- Directions -
Rewrite the records from the line containing "[point] at the white tent" through the end of the records, requests included. Shift every coordinate in the answers by adding -79 to it.
-- Dataset records start --
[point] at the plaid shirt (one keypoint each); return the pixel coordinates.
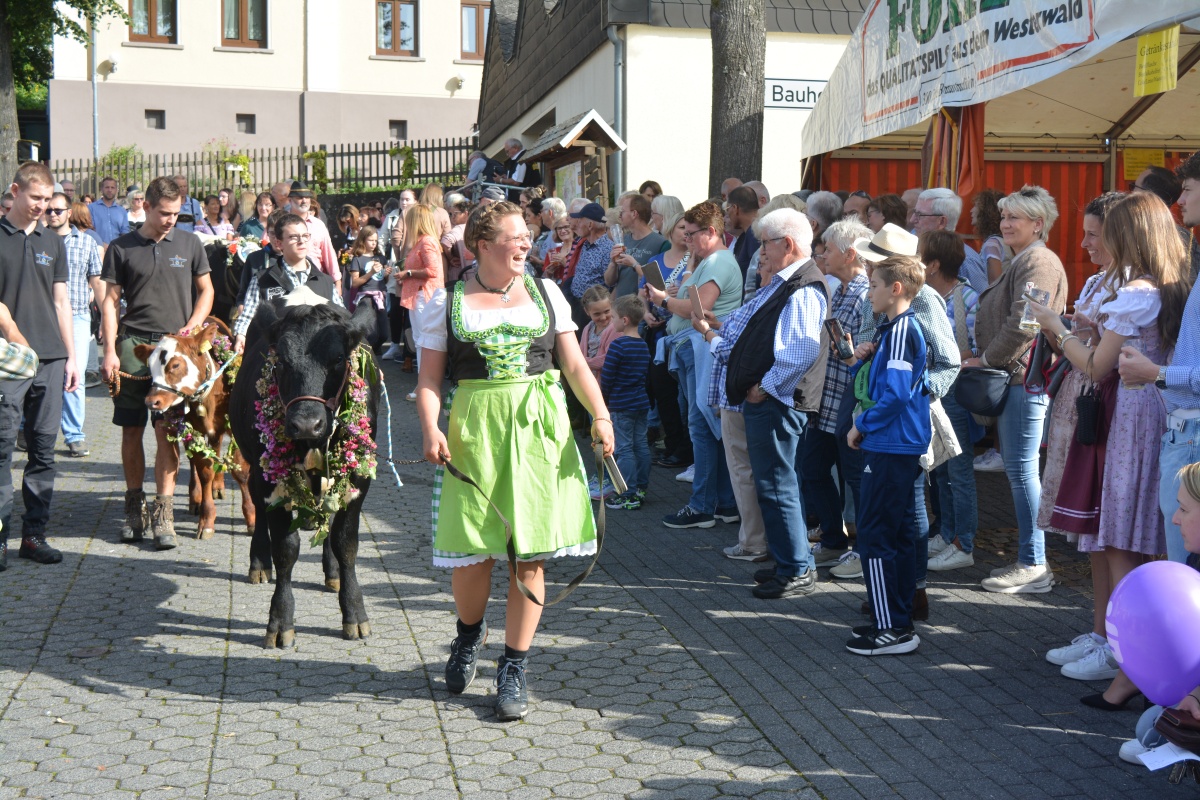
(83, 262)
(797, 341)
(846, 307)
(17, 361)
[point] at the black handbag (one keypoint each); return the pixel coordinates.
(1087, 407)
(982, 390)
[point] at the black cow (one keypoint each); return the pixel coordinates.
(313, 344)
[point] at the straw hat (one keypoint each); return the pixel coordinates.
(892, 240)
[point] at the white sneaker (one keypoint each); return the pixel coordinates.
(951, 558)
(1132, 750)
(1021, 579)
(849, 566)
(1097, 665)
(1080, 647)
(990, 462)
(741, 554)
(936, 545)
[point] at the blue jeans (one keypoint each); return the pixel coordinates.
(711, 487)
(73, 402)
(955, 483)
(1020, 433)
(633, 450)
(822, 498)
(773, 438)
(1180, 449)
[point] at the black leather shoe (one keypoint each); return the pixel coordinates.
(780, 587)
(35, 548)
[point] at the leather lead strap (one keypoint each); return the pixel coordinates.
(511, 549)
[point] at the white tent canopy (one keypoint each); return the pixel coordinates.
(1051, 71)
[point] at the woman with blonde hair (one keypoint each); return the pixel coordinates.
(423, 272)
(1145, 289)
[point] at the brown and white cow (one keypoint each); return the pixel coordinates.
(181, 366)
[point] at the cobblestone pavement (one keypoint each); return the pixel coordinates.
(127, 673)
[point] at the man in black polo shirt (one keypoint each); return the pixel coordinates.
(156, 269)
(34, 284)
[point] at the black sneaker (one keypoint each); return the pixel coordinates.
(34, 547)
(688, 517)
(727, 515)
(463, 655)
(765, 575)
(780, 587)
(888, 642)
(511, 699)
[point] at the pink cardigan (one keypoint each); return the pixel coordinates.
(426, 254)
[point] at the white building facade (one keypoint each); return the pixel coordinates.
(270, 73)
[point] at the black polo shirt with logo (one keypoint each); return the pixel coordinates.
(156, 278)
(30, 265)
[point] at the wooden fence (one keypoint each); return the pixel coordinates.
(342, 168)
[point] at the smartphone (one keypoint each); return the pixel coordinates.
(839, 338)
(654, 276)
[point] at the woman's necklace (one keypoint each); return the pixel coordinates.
-- Dataset records end --
- Written answer -
[point] at the white tent canopy (one keypoint each); return the pixel coordinates.
(972, -8)
[point] at the woman with blonde hair (one keypoint each); return the pixel coordinates.
(344, 193)
(1066, 210)
[point] at the brown and white cow (one keypoint each); return the pixel coordinates.
(102, 287)
[point] at the cobblestone pavement (one keypoint each); return the pixel coordinates.
(48, 594)
[point] at the man in black polo shirt (one keypoint each); return the pixel coordinates.
(77, 190)
(-45, 205)
[point] at the black sneaker (one keypoint each); return the pixel coordinates.
(-45, 468)
(609, 438)
(648, 436)
(384, 576)
(686, 496)
(701, 508)
(809, 563)
(432, 620)
[point] at the pink cardigan (one keypoint each); return the pixel coordinates.
(347, 175)
[point] at the white building facade (one keypoint each); return the pixel coordinates.
(191, -6)
[point] at the black polo shirt with logo (one keypoint each); return the pixel coordinates.
(77, 199)
(-49, 186)
[point] at the wooden fence (one keypoint each); return the pixel coordinates.
(263, 89)
[point] at the smartphone (one keypoint each); return the pixel coordinates.
(760, 259)
(575, 197)
[point] at the woman's necklace (one keypoint each); return the pixel coordinates.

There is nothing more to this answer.